____ SOURCE TEXT
Sasha Grey - The Girlfriend Experience
June 4, 2009 |12:36 | By : Team X
Steven Soderbergh's The Girlfriend Experience ends with a scene of such raw intimacy that it's difficult to endure: In a back room of a store, an orthodox Jewish diamond vendor disrobes down to his undergarments, embraces high-priced escort Chelsea (adult-film star Sasha Grey), and, while doing little save hugging her, experiences something akin to a sexual climax or emotional breakdown.
It's uncomfortable and sad and weird and intense--and it's also the lone time human emotions are displayed so nakedly onscreen. The Girlfriend Experience--in escort parlance, a service for which the hired woman acts like the client's girlfriend--is Soderbergh's most fragmented, nonlinear story since The Limey, but also his most austere and uninviting. Girlfriend is less about Chelsea's life as an escort--in which she pretends to be for her client while she, perhaps, pretends to be in a real relationship with her boyfriend Chris (Chris Santos), a personal trainer--than it is visual exploration of economics. Set during October 2008, in the run up to the presidential election and the impending economic collapse, money is on everybody's mind: Chelsea's clients offer her financial advice, Chris shops for a better working environment, and Chelsea even meets up with an "escort reviewer"
________
____ MATERIAL SUPPLIED
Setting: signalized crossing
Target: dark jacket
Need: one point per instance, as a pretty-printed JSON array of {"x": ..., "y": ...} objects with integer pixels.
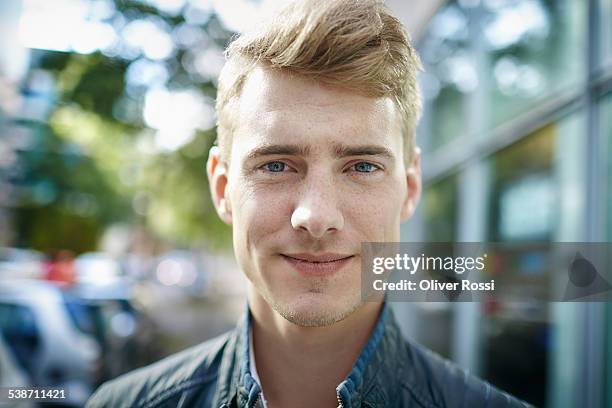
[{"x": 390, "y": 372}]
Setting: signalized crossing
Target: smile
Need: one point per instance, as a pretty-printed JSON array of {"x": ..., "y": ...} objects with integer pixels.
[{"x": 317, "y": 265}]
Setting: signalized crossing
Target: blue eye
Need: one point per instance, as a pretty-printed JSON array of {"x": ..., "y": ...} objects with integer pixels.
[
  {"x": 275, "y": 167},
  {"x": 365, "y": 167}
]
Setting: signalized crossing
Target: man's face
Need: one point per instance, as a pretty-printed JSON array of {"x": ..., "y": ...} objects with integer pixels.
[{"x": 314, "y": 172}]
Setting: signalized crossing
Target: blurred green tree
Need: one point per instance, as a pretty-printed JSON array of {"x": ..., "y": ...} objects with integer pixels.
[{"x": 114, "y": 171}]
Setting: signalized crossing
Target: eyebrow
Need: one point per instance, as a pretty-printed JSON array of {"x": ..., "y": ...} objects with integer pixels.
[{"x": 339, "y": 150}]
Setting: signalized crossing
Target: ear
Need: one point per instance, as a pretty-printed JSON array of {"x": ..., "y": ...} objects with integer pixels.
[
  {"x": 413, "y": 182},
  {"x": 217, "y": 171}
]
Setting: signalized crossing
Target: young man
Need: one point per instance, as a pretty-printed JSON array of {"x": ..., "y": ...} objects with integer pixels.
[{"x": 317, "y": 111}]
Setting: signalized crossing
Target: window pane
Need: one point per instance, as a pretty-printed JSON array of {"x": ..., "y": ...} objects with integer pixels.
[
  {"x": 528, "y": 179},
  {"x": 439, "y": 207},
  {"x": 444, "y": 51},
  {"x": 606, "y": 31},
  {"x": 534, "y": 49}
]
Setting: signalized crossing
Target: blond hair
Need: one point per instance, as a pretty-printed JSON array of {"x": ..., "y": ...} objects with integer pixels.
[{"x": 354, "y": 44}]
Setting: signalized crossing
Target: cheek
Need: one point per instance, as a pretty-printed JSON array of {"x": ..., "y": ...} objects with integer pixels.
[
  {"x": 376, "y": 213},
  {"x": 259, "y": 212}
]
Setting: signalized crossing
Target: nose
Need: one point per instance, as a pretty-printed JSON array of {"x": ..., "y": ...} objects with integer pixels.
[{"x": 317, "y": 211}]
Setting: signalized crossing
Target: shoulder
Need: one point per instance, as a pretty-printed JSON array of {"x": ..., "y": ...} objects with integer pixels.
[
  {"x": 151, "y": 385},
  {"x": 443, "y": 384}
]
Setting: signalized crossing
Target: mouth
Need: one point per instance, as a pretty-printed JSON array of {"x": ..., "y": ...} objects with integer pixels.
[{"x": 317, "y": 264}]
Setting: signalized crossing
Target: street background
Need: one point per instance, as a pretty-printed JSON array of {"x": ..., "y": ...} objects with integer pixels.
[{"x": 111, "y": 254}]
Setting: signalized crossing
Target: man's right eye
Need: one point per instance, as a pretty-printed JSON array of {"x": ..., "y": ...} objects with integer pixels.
________
◆ TASK STATEMENT ◆
Copy the passage of the Girlfriend Experience review starting at "Sasha Grey - The" and ending at "or emotional breakdown.", replacing "diamond vendor" with "jewelry merchant". The records can be set aside.

◆ PROBLEM SOLUTION ◆
Sasha Grey - The Girlfriend Experience
June 4, 2009 |12:36 | By : Team X
Steven Soderbergh's The Girlfriend Experience ends with a scene of such raw intimacy that it's difficult to endure: In a back room of a store, an orthodox Jewish jewelry merchant disrobes down to his undergarments, embraces high-priced escort Chelsea (adult-film star Sasha Grey), and, while doing little save hugging her, experiences something akin to a sexual climax or emotional breakdown.